[Work request A] In the comment thread on differentiated leaders, where does Nick serve as a pastor?
[Work request B] Please repeat the stretch of the comment thread on differentiated leaders from "2. Nick Martineau" through "a tricky balance.".

Nick is a pastor at Hope Community Church in Andover, KS, founder of ILoveOrphans.com, and part of the LGP5 cohort.

7 responses to “Differentiated Leaders During Transition”

  1. Jon Spellman says:

    Nick, it also seems that Senge’s idea of the “fifth discipline” of systems thinking weighs in here. Distress or joy in one individual’s circumstance will undoubtedly impact the distress or joy of another to the degree that they are all inter-connected. So, In light of that, I wonder how much inter-connectedness we should strive for after all? Or is there a way to maintain a healthy sense of inter-connectedness while being aware of the toxicity present as a result of others in the organization? Can inter-connectedness and differentiation exist in the same leader?


  2. Nick Martineau says:

    Thanks Jon. I still haven’t read Senge’s book but it sounds like one I need to add to my list. I’ve been wrestling with the idea of differentiation and the ability to still emotionally connect with people and their struggles. I think inter-connectedness is really valuable but an emotionally healthy person has the ability to connect while also not being overburdened. I think it’s possible but it’s a tricky balance.

  3. Phillip Struckmeyer says:

    Nick, Upon first receiving my bundle of books for this semester, I happened to crack open “The Failure of Nerve” and found this definition/quote. “…capacity to be a non-anxious presence, a challenging presence, a well-defined presence, and a paradoxical presence. Differentiation is not about being coercive, manipulative, reactive, pursuing or invasive, but being rooted in the leader’s own sense of self rather than focused on that of his or her followers.” I really liked the kind of leader it projects and maybe even especially the kind of leader it condemns. It is great to hear more about your topic and how our course reading is fitting in. Looking forward to next week when we can talk much more!

  4. Dawnel Volzke says:


    I’m interested to see where your research takes this. When I read your post, I thought about how family systems work. To be healthy, there must be a good balance between inter-connectedness and independence. Often, health or unhealthy ways of functioning impact an individual’s ability to find this balance. It is always interesting to watch leadership at play within families, and to see how some family leaders seem to have calming influence while others breed drama. The healthy environment often dictates the ability for children to grow and develop into future family leadership roles.

  5. Travis Biglow says:

    Hey Nick. I too believe that it is important for an individual to be that leadership force although they can lead different groups who have individual leaders. I don’t see how a group of leaders can effective lead because the dynamics of leading to me must reside in a person who has that vision. I was studying on the concept of group leadership. But someone has to call the shots and be ultimately responsible. And you cant teach a person your vision and have them lead with it. They have to have it or they dont! Blessings see you in Hong Kong!

  6. Dave Young says:

    Nick, It just seems that the reality of the church creates a tension that his especially hard to navigate. That tension is “we are a family”. In reference to leadership there is a pressure to treat the church more as an organization, in reference to the shepherding the pressure is to treat it more as a family. Frankly if it’s a family that includes the leadership function. So I think looking at leadership health and the potential emotional dysfunction, considering family theory is hitting the nail on the head.

  7. Mary Pandiani says:

    You bring up one of the points I skipped over, but really has had a tremendous impact on some of my anthropological understanding. The fact that we quickly move to triangles is so damaging. Your awareness of that tendency will help you not only in your dissertation but in your own transition. What a way to stay attentive to what God is calling you into, Nick.

[Dataset content]

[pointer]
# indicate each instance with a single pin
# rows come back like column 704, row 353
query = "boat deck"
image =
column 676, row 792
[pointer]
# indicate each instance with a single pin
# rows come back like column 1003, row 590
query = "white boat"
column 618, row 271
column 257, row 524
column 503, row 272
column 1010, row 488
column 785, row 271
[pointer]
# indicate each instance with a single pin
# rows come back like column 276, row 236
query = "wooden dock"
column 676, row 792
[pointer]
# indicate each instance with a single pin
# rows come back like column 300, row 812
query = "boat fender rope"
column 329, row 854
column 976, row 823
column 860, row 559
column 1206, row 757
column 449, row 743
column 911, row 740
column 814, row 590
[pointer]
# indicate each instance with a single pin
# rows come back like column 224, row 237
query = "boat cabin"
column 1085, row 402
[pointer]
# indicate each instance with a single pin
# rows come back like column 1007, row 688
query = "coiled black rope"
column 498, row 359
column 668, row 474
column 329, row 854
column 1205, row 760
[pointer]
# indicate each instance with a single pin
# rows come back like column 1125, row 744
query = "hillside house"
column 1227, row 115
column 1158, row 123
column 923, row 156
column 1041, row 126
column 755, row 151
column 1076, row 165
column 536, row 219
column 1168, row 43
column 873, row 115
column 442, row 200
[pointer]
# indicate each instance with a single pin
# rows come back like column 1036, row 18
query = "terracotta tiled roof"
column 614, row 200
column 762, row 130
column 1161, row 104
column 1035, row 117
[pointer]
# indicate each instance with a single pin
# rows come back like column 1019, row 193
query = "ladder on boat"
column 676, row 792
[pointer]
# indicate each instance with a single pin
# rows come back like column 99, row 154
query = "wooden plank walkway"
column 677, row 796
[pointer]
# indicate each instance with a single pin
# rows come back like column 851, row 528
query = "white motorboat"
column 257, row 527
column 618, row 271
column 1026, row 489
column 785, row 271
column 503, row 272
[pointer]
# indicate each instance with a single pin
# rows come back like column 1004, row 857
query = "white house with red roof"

[Task result A] Hope Community Church in Andover, KS.

[Task result B]
2. Nick Martineau says:

    Thanks Jon. I still haven’t read Senge’s book but it sounds like one I need to add to my list. I’ve been wrestling with the idea of differentiation and the ability to still emotionally connect with people and their struggles. I think inter-connectedness is really valuable but an emotionally healthy person has the ability to connect while also not being overburdened. I think it’s possible but it’s a tricky balance.